§ TEXT SHOWN:
****************************************
- Born: Francis McNeiss McNeil McCallum 1823 Inverness, Scotland
- Died: 10 August 1857 Melbourne, Victoria
- Other name: Captain Melville
- Criminal status: Deceased (suicide)
- Conviction: Armed robbery
- Criminal penalty: 22 years

= Frank McCallum =

Australian bushranger

Francis McNeiss McNeil McCallum (Captain Melville) (c. 1823 – 10 August 1857) was a Scottish-born Australian notorious bushranger during the early part of the Victorian Gold Rush in Australia.

==Transportation==

After being convicted under the alias Francis Melville, McCallum was transported to Tasmania (then known as Van Diemen's Land) by the Minerva, in 1838 (aged 15), having been convicted at Perth on 3 October 1836, of house breaking, and sentenced to seven years' transportation.

The convict records show that whilst Melville was under sentence he was exceedingly insubordinate, so much so that his sentence was extended to life. He continued to regularly appear before the magistrate up until late 1850. Somehow he managed to escape and arrived in Melbourne about October 1851.

==Bushranging==

During 1852 as Captain Melville he was alleged to have led a large band of bushrangers on the roads in the Black Forest between Melbourne and Bendigo, and gained a folkloric reputation through the boldness of his outrages and the chivalry he showed to many, especially women. His name was associated with the Nelson robbery and St Kilda Road robberies, probably without foundation as in reality he seems to have spent most of his time bailing up diggers around Mount Macedon, either on his own or with one or two mates.
****************************************
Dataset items

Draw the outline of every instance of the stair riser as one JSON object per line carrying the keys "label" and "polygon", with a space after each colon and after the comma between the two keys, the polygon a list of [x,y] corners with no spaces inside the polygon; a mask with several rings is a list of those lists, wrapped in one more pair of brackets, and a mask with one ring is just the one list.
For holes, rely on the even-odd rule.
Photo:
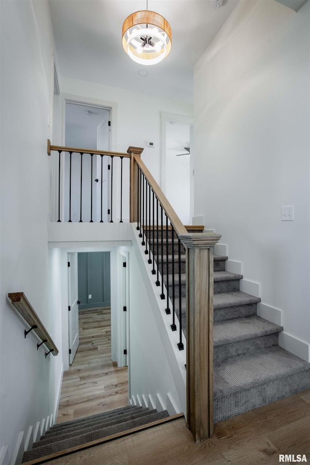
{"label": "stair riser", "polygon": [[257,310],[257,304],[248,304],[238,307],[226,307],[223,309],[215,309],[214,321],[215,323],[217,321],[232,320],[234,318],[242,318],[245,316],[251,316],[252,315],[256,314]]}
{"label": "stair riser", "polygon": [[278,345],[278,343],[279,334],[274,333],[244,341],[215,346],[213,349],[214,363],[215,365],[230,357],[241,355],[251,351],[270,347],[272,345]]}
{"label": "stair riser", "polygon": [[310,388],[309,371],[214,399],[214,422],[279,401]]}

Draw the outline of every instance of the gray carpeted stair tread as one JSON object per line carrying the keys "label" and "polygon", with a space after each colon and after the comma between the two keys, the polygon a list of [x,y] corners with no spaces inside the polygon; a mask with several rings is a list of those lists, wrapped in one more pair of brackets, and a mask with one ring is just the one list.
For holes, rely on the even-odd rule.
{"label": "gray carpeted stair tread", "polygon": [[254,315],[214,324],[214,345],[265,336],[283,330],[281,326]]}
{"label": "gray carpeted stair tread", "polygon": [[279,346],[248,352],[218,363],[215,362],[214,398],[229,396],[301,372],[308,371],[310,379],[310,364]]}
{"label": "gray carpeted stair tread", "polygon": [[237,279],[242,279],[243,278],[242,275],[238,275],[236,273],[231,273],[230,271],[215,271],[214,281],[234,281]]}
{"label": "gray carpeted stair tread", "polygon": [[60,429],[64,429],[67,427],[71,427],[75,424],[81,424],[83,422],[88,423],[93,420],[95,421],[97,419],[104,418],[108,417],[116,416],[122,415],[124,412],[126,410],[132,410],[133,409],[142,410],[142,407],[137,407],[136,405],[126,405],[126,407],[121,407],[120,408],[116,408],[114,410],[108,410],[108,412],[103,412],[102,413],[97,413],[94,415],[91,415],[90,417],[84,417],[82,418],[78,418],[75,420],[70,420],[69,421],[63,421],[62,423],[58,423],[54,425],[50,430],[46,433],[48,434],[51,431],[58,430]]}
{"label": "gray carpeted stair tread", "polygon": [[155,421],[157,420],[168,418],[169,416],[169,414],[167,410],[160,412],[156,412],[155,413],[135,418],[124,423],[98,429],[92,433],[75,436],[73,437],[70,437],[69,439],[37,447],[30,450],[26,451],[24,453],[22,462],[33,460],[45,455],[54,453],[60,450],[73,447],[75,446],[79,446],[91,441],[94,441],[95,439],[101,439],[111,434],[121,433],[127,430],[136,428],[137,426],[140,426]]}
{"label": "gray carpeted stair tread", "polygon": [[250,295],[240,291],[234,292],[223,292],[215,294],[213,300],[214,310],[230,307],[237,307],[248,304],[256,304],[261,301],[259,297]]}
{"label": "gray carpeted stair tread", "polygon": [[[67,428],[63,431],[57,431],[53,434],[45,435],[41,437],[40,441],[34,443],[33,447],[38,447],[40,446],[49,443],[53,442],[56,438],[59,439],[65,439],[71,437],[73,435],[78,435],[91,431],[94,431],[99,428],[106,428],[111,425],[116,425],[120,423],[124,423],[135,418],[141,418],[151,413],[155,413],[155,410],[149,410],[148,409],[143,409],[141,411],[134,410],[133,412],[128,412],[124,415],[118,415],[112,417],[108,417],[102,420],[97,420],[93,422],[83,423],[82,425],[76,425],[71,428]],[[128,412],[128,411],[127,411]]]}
****************************************
§ WHAT YOU WILL DO: Rewrite the stretch of the Frank McCallum text from "Australian bushranger" through "Rush in Australia.", swapping "Scottish-born" for "Highland-born".

§ TASK ANSWER:
Australian bushranger

Francis McNeiss McNeil McCallum (Captain Melville) (c. 1823 – 10 August 1857) was a Highland-born Australian notorious bushranger during the early part of the Victorian Gold Rush in Australia.